Provided information:
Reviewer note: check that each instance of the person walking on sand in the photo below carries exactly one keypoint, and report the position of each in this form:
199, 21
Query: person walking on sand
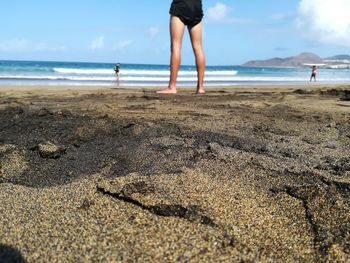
185, 13
313, 73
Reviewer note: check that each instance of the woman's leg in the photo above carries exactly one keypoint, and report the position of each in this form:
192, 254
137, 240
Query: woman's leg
177, 29
196, 39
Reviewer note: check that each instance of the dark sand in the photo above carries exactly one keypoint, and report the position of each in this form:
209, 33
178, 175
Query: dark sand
237, 175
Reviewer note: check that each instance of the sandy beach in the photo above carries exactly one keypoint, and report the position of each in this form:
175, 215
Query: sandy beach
240, 174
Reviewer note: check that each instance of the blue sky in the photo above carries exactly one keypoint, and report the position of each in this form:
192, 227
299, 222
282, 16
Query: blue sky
136, 31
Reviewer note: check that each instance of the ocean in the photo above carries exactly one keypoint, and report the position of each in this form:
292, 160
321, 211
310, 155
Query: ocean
77, 73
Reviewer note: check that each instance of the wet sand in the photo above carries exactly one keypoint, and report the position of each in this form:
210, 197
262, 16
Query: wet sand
243, 174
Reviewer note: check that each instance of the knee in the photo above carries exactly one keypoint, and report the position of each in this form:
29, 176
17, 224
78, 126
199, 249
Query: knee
197, 49
175, 47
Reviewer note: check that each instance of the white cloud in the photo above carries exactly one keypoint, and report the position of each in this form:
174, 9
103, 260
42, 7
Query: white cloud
326, 21
23, 45
122, 44
154, 31
221, 13
98, 43
282, 16
14, 45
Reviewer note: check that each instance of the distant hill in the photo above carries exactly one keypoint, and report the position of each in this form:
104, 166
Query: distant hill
296, 61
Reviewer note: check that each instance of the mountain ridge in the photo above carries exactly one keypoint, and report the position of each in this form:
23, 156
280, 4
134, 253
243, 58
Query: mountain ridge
301, 60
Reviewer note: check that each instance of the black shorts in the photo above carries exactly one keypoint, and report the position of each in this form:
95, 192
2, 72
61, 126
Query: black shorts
190, 12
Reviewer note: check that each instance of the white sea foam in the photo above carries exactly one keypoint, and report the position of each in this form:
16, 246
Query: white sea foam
128, 72
154, 79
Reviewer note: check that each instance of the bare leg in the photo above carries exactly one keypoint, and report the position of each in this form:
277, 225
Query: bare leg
177, 29
196, 40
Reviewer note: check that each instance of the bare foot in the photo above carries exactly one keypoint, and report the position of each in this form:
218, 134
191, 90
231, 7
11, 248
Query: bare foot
167, 91
200, 91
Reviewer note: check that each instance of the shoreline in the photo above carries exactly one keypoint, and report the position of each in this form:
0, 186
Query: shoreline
239, 174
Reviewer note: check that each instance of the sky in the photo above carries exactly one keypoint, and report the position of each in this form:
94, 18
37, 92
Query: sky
137, 31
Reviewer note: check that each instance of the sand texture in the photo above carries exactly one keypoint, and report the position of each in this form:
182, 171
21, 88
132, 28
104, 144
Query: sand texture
250, 174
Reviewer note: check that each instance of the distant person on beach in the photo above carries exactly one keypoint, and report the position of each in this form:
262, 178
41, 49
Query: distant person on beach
185, 13
313, 73
117, 69
117, 72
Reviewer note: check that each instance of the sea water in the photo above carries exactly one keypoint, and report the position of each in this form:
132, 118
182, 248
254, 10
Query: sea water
78, 73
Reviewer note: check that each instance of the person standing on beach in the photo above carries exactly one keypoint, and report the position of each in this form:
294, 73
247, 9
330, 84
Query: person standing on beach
313, 73
117, 72
117, 69
185, 13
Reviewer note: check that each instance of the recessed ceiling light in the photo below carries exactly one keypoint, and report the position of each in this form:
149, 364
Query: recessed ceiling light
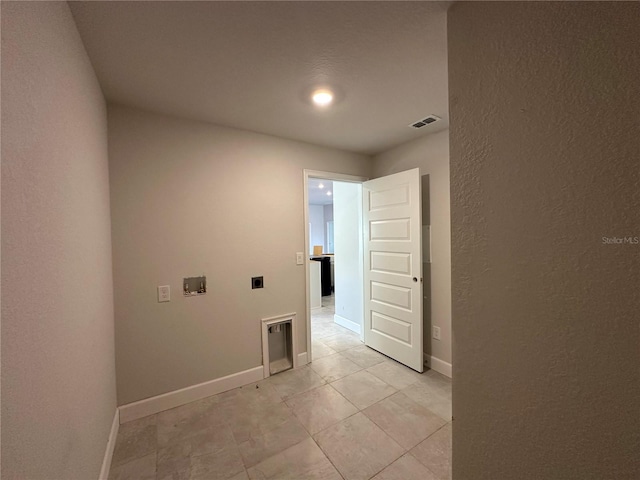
322, 97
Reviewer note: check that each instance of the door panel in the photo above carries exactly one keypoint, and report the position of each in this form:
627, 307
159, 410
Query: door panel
393, 267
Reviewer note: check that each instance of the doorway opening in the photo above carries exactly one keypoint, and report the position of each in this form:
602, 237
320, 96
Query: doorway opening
333, 211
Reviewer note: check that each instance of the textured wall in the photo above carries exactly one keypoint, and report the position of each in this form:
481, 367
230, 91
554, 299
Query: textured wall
58, 368
545, 162
189, 198
431, 155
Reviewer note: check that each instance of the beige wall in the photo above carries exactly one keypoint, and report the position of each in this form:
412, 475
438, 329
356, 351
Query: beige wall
189, 198
58, 368
431, 155
545, 161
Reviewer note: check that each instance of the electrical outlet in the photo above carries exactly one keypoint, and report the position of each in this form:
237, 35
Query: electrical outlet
436, 333
164, 293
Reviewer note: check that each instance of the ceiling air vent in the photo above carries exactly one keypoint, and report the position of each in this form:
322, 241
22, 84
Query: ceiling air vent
425, 121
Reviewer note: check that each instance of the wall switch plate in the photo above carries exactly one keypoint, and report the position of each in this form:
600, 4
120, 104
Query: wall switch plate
436, 333
164, 293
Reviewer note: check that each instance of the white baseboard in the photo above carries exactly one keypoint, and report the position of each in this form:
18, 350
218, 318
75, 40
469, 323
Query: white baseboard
440, 366
111, 445
159, 403
303, 359
346, 323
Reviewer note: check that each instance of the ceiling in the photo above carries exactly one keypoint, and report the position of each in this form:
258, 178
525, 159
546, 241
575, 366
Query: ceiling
252, 65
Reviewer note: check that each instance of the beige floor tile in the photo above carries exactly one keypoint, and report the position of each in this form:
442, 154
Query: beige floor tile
180, 423
334, 367
272, 442
217, 466
430, 398
406, 468
321, 407
241, 476
304, 461
363, 389
395, 374
143, 468
342, 341
174, 462
437, 382
358, 448
320, 350
248, 421
135, 439
259, 392
404, 420
364, 356
435, 453
293, 382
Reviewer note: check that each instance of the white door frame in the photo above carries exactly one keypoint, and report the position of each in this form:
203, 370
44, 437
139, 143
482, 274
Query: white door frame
340, 177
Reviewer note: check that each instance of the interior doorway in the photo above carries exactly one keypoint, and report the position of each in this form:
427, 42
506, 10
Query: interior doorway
382, 264
334, 266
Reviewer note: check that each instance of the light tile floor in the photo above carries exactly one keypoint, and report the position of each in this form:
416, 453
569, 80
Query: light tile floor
350, 414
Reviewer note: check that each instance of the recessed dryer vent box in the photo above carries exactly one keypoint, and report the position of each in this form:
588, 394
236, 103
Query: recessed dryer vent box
193, 286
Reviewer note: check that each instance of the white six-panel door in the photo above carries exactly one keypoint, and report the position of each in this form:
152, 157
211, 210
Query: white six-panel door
393, 267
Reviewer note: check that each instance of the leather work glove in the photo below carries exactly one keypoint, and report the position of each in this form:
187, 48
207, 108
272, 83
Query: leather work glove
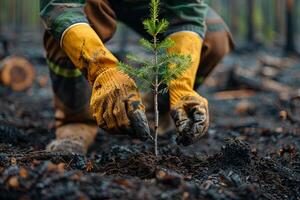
188, 109
115, 102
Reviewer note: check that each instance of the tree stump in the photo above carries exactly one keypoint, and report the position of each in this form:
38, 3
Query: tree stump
17, 73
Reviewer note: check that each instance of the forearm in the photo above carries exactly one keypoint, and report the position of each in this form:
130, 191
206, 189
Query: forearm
186, 15
59, 15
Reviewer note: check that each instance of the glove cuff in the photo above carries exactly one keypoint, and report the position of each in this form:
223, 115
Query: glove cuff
186, 43
113, 78
86, 50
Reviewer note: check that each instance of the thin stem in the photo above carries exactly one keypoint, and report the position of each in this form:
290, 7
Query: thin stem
155, 97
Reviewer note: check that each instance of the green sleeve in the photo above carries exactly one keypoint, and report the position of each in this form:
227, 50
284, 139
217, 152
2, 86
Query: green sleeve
186, 15
58, 15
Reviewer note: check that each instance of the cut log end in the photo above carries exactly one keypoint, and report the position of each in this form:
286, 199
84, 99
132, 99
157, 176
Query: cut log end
17, 73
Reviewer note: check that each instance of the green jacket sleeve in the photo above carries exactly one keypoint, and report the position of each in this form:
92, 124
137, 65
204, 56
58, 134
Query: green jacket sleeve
58, 15
186, 15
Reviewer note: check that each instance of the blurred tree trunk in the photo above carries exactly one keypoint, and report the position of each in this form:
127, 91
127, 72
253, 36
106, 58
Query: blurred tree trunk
290, 34
279, 24
233, 16
250, 21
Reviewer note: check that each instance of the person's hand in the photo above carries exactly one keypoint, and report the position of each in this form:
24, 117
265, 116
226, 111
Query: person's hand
191, 118
116, 105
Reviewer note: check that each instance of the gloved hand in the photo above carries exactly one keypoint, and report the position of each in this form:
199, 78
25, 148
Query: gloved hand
188, 109
115, 103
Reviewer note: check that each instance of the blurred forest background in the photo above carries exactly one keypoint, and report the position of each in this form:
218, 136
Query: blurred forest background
266, 23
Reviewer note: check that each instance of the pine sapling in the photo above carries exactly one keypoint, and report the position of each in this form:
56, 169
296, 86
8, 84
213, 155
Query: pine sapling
156, 72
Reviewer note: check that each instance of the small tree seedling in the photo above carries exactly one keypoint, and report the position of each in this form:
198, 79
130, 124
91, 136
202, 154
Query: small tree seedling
156, 72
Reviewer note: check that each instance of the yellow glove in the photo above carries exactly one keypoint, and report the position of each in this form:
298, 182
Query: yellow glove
115, 103
188, 109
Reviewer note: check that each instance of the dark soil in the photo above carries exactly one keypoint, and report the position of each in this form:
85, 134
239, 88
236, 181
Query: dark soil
248, 154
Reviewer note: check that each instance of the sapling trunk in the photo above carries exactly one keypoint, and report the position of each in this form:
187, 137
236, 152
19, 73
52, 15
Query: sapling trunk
155, 72
156, 112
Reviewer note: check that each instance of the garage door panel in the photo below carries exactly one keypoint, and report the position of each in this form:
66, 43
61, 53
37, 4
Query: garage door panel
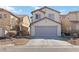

Problem details: Which lines of the records above contain the word "pine"? Pull out each one and copy it in full.

Result of this exercise:
Reviewer note: check that each instance of the pine sapling in the photo above carries exactly one keypoint, and report the position of each in this form:
Query: pine sapling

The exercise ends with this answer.